Supreme Court of Missouri, Division Two
Jun 30, 1936
339 Mo. 45 (Mo. 1936)

Opinion

June 30, 1936.

1. STATUTES: Title of Act. The title of a legislative act may be general or it may carve out specific details of a general subject matter legislated upon; in either event the title must express the subject of the act in such terms that members of the General Assembly and the people may not be left in doubt as to what matter is treated of.

The provisions of the act enactable under the title must be such as fairly relate to and have a natural connection with, not the general subject which might have been stated, but the subject which is stated.

2. STATUTES: Title of Act. Where the title of an act states that it is an act for the supervision of certain corporations and prescribes penalties on the officers and directors who shall attempt to exercise any powers, privileges or franchises after the certificate of incorporation has been forfeited, a section of the act providing that the officers and directors of any corporation which shall violate the provisions of that article shall be held as partners and become severally liable for the corporation debts, such portion of the act is void as not coming within the scope of the title.

The word "penalties" as used in the title refers to punishment for crime; it does not connote the establishment of a contractual relationship of a copartnership and the imposition of civil as distinguished from criminal liability.

Appeal from Jackson Circuit Court. — Hon. Daniel E. Bird, Judge.

AFFIRMED.

L.L. Watts for appellant.

= = = = = = =

## ACTIVITIES
• 1. Answer from the opinion:
(a) Which division of the Supreme Court of Missouri decided the case?
(b) According to the opinion, what does the word "penalties" in the act's title refer to?
(c) Who appeared for the appellant?
• 2. Transcribe the opinion from "June 30, 1936." to "which is stated.".
The material after the opinion is not needed for any of this.

## DATA LISTING
= = = = = = =

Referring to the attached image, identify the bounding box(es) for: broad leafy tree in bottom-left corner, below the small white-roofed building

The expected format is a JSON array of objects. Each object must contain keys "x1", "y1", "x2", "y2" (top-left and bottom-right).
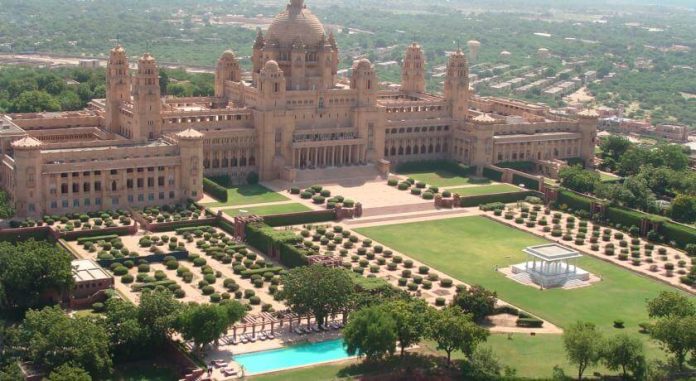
[{"x1": 20, "y1": 307, "x2": 112, "y2": 376}]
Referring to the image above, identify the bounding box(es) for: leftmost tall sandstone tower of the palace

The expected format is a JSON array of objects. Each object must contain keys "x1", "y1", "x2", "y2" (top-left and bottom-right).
[{"x1": 106, "y1": 45, "x2": 130, "y2": 133}]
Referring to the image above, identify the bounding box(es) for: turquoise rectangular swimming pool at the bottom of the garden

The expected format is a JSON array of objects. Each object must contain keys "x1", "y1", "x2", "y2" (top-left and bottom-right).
[{"x1": 234, "y1": 339, "x2": 351, "y2": 375}]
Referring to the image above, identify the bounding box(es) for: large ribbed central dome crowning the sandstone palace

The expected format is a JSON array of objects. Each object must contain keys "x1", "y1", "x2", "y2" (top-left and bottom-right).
[{"x1": 266, "y1": 0, "x2": 324, "y2": 47}]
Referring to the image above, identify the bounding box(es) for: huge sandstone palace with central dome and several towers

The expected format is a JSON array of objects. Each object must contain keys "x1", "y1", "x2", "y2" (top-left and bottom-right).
[{"x1": 0, "y1": 0, "x2": 597, "y2": 216}]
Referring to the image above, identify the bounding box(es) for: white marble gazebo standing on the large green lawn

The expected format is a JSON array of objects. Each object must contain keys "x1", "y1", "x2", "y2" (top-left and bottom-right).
[{"x1": 512, "y1": 243, "x2": 590, "y2": 288}]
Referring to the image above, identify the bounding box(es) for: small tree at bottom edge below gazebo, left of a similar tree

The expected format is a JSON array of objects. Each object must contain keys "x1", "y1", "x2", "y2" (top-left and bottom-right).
[{"x1": 563, "y1": 322, "x2": 602, "y2": 380}]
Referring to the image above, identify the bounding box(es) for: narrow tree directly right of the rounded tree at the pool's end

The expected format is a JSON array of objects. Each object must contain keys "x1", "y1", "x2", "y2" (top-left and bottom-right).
[{"x1": 385, "y1": 299, "x2": 431, "y2": 356}]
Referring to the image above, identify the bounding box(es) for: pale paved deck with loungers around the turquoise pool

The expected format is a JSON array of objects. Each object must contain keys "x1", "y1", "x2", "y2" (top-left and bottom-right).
[{"x1": 205, "y1": 324, "x2": 346, "y2": 381}]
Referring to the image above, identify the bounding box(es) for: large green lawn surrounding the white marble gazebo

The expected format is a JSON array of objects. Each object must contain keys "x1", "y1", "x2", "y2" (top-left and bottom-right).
[{"x1": 357, "y1": 217, "x2": 684, "y2": 332}]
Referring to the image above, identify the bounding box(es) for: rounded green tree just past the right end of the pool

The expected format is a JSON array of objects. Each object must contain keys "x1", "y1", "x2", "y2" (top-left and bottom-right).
[{"x1": 343, "y1": 306, "x2": 397, "y2": 360}]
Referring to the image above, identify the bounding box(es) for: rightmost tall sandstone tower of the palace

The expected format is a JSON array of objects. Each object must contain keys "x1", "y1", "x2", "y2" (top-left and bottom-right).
[{"x1": 445, "y1": 49, "x2": 469, "y2": 120}]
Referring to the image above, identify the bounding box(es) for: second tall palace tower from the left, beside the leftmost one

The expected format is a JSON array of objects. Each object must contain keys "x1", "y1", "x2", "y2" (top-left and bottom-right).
[{"x1": 129, "y1": 53, "x2": 162, "y2": 139}]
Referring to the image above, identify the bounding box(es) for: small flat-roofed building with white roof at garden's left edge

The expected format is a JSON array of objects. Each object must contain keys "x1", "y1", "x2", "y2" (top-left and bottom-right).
[{"x1": 70, "y1": 259, "x2": 114, "y2": 308}]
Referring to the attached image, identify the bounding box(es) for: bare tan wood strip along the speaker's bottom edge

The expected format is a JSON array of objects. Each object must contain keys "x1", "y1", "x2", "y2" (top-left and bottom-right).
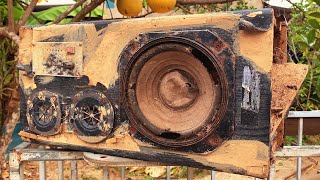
[{"x1": 20, "y1": 132, "x2": 269, "y2": 178}]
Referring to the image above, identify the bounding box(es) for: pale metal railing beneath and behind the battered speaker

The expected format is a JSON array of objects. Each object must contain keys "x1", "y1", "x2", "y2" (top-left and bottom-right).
[{"x1": 9, "y1": 111, "x2": 320, "y2": 180}]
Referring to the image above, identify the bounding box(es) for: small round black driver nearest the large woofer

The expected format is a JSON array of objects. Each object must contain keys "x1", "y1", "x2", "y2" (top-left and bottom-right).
[{"x1": 71, "y1": 89, "x2": 114, "y2": 143}]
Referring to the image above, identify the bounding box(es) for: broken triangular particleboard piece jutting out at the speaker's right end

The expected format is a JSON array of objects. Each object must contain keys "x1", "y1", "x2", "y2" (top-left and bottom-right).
[{"x1": 270, "y1": 63, "x2": 308, "y2": 152}]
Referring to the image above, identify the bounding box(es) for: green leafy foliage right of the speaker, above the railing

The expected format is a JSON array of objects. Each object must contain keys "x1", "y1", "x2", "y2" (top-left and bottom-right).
[{"x1": 288, "y1": 0, "x2": 320, "y2": 111}]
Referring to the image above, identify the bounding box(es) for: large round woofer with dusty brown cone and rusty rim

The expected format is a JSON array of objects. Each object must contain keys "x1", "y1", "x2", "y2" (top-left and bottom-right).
[{"x1": 126, "y1": 38, "x2": 227, "y2": 147}]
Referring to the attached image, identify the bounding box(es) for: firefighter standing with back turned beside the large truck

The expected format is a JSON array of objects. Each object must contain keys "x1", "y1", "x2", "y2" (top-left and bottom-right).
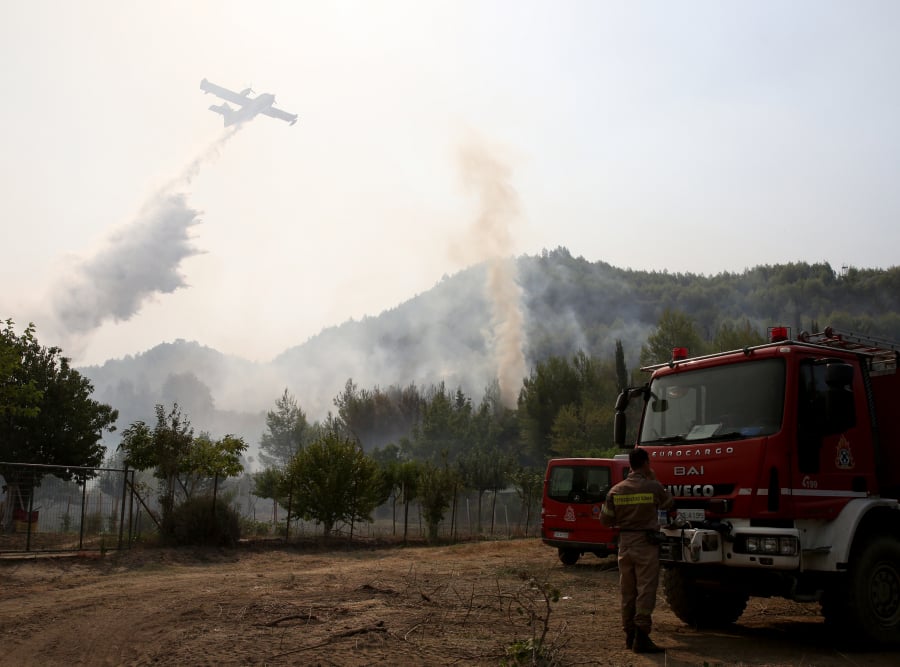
[{"x1": 600, "y1": 447, "x2": 673, "y2": 653}]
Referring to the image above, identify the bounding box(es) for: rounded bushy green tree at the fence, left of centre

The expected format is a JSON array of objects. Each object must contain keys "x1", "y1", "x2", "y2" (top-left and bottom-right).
[{"x1": 285, "y1": 433, "x2": 386, "y2": 536}]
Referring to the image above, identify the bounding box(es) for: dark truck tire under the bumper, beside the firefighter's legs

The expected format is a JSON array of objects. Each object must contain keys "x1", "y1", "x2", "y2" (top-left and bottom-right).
[{"x1": 663, "y1": 567, "x2": 750, "y2": 628}]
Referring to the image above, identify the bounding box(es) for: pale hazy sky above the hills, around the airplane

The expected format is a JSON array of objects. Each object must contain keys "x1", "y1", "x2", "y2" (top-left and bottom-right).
[{"x1": 0, "y1": 0, "x2": 900, "y2": 364}]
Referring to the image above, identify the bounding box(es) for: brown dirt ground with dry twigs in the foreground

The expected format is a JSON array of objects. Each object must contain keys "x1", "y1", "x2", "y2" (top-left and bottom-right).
[{"x1": 0, "y1": 539, "x2": 900, "y2": 667}]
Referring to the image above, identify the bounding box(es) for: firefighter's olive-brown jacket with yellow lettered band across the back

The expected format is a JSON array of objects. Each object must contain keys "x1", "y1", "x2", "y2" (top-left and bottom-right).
[{"x1": 600, "y1": 472, "x2": 674, "y2": 544}]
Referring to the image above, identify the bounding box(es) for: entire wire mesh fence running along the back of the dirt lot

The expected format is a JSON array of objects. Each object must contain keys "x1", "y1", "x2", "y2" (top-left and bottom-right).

= = = = = = =

## REPLIES
• 1.
(a) Division Two
(b) Punishment for crime
(c) L.L. Watts

• 2.
June 30, 1936.

1. STATUTES: Title of Act. The title of a legislative act may be general or it may carve out specific details of a general subject matter legislated upon; in either event the title must express the subject of the act in such terms that members of the General Assembly and the people may not be left in doubt as to what matter is treated of.

The provisions of the act enactable under the title must be such as fairly relate to and have a natural connection with, not the general subject which might have been stated, but the subject which is stated.